- **THE TASK**
Count the lines in the material below that contain the string "yellow", matching case exactly, and reply with only that number.

--- begin EXERCISE MATERIAL ---

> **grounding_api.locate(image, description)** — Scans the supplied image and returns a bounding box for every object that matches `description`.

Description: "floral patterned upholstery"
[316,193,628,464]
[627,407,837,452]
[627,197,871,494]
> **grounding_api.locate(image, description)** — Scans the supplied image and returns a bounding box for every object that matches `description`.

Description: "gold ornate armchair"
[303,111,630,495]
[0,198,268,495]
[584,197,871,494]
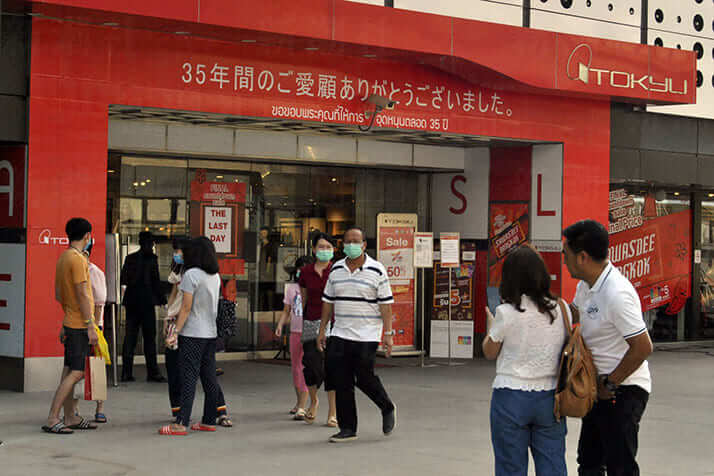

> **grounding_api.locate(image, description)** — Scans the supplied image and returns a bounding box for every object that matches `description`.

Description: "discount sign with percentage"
[377,214,416,346]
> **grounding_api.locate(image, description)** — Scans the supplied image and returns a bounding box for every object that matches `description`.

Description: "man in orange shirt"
[42,218,97,435]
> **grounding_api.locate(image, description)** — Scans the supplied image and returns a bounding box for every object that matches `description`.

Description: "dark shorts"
[64,327,89,372]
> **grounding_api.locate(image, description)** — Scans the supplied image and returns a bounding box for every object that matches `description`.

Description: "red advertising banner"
[191,176,246,275]
[488,203,528,287]
[377,213,416,347]
[609,207,692,315]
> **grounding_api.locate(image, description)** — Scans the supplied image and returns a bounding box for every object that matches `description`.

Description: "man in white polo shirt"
[563,220,652,476]
[318,227,396,443]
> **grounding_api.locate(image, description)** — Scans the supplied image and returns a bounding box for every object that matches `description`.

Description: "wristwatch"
[603,375,617,392]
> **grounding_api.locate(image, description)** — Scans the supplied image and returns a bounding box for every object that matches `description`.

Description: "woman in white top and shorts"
[482,245,567,476]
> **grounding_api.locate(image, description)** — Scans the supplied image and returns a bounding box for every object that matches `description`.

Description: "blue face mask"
[315,250,335,262]
[345,243,362,259]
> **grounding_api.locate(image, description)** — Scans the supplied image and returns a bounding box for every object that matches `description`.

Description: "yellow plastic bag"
[94,324,112,365]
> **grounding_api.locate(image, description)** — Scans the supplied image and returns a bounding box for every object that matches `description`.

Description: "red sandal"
[191,423,216,431]
[159,425,188,436]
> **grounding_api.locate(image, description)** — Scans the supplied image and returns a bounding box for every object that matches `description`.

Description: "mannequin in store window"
[121,231,167,382]
[258,226,278,311]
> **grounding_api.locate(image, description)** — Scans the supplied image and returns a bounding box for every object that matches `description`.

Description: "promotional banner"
[430,240,476,359]
[191,174,246,275]
[609,190,692,315]
[377,213,417,348]
[488,203,529,288]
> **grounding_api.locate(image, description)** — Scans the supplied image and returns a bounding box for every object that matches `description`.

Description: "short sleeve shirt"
[322,255,394,342]
[298,263,333,321]
[573,263,652,392]
[55,248,94,329]
[179,268,221,339]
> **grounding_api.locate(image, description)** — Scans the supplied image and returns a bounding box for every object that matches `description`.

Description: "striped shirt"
[322,254,394,342]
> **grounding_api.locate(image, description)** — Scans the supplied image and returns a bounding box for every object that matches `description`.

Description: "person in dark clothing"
[121,231,166,382]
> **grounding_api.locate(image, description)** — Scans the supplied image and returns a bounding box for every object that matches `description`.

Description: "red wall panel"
[25,19,610,357]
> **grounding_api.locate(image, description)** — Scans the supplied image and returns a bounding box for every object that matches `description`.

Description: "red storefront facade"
[0,0,696,390]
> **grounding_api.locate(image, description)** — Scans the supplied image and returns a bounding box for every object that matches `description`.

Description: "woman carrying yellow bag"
[74,244,111,423]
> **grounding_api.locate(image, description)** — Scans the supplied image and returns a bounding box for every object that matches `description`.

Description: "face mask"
[345,243,362,259]
[315,250,335,262]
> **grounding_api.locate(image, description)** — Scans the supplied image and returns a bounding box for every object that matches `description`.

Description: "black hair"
[563,220,610,261]
[64,218,92,242]
[498,245,557,324]
[342,225,367,242]
[183,236,218,274]
[312,231,335,249]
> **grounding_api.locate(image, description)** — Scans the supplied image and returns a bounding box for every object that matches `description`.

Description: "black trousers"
[176,336,223,426]
[121,305,159,377]
[327,336,394,432]
[164,348,228,417]
[578,385,649,476]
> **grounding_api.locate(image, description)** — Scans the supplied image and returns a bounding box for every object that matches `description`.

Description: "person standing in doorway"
[299,233,337,428]
[563,220,652,476]
[275,256,308,420]
[42,218,98,435]
[318,226,397,443]
[121,231,166,382]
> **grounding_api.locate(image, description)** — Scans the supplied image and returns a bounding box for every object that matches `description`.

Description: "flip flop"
[159,425,188,436]
[218,415,233,428]
[42,421,74,435]
[191,423,216,431]
[67,418,97,430]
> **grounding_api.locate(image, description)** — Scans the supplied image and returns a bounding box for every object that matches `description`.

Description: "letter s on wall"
[449,175,468,215]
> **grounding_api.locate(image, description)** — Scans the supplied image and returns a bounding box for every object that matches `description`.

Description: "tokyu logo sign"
[566,43,687,96]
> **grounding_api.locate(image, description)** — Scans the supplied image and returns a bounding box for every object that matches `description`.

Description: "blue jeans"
[491,388,568,476]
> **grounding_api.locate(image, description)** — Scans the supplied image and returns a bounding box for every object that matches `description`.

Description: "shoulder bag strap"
[558,299,573,336]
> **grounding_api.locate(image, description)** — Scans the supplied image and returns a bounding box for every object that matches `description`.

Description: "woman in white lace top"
[482,246,567,476]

--- end EXERCISE MATERIAL ---

- **WRITTEN RESPONSE**
2